### How to complete this task
Give back exactly the line containing "Target: person in background" together with all the lines after it, ending at the final line below.

### Dataset

· · · ·

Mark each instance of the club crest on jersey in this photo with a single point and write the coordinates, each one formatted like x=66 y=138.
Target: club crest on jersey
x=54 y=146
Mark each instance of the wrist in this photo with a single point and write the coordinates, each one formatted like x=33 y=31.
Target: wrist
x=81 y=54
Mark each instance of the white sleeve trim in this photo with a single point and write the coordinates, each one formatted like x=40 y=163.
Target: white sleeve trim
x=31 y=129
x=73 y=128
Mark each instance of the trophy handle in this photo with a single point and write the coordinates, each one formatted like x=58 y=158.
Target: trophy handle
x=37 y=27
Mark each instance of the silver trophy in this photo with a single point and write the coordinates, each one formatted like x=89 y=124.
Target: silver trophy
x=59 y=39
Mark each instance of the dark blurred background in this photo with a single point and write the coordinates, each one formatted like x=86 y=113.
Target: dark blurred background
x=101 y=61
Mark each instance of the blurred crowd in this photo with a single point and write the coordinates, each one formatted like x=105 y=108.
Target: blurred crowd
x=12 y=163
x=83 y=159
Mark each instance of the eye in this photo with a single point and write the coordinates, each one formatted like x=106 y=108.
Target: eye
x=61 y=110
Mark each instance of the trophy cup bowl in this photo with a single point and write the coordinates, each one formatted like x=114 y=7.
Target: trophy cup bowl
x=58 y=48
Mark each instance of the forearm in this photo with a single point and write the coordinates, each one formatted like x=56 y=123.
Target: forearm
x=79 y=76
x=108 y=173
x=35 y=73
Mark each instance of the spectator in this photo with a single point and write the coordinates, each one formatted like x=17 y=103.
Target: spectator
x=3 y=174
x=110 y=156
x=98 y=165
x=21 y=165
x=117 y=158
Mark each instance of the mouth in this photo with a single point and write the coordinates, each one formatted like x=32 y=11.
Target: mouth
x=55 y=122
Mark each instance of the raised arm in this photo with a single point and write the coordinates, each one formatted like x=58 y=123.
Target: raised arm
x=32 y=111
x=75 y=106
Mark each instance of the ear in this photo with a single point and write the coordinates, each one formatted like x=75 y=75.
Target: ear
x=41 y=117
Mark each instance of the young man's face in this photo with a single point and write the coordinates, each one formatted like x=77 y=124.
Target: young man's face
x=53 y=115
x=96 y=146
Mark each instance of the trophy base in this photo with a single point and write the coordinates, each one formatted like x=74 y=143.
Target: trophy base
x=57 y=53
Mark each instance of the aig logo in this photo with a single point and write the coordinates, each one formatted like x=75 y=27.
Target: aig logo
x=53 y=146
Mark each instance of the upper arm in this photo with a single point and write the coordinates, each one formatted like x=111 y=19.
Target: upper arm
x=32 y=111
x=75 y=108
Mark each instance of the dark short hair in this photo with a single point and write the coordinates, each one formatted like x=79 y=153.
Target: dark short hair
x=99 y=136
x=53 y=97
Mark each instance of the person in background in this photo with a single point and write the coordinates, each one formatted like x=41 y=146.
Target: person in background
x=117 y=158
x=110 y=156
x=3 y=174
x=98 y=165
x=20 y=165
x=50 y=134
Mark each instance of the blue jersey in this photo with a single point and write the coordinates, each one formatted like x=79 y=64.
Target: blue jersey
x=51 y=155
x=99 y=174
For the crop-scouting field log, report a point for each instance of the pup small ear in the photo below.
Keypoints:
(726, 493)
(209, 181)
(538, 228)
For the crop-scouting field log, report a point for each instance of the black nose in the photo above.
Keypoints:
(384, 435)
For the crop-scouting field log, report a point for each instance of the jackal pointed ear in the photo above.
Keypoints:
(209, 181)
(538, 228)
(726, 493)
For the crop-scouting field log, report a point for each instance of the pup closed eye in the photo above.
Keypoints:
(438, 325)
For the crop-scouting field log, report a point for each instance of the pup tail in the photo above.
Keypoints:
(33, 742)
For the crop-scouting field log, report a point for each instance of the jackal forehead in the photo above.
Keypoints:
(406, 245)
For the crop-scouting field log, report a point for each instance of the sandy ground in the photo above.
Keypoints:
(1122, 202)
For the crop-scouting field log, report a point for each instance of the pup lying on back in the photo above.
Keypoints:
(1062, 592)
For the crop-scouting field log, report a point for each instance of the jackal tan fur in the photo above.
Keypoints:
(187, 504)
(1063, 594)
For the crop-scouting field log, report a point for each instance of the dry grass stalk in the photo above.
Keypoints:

· · · ·

### Written answer
Target: person in background
x=117 y=158
x=110 y=156
x=3 y=174
x=98 y=165
x=20 y=165
x=50 y=134
Mark each instance of the blue jersey in this photo with a single point and write the coordinates, each one formatted like x=79 y=64.
Target: blue jersey
x=51 y=155
x=99 y=174
For the crop-scouting field log, report a point for each instance of the pup small ear in the photo below.
Keypoints:
(726, 493)
(209, 181)
(538, 228)
For the crop-scouting field log, report a point for each instance of the black nose in the photo above.
Keypoints:
(384, 435)
For the crop-scouting field log, report a point for each instance of the jackal pointed ear in the photo above.
Keypoints:
(209, 181)
(538, 228)
(726, 493)
For the crop-scouting field log, report a point for each instance of the pup closed eye in the photo above.
Keypoints:
(438, 325)
For the crop-scouting field log, report a point for each instance of the pup tail in the photo above.
Keypoints:
(33, 742)
For the crop-scouting field log, report a point for each instance of the jackal forehead in the photo above.
Keypoints:
(406, 245)
For the crop-scouting field log, report a point for each instance of the sandy ground in the photo above.
Keypoints:
(1122, 202)
For the crop-scouting field log, report a point for each instance of the pup lying on back in the photo above.
Keypoints:
(1062, 592)
For the crop-scouting field log, report a point for each instance of the jackal tan fur in the photo above.
Keypoints:
(187, 504)
(1063, 594)
For the crop-scouting field log, report a point for each instance of the dry grass stalk in the photo above.
Keypoints:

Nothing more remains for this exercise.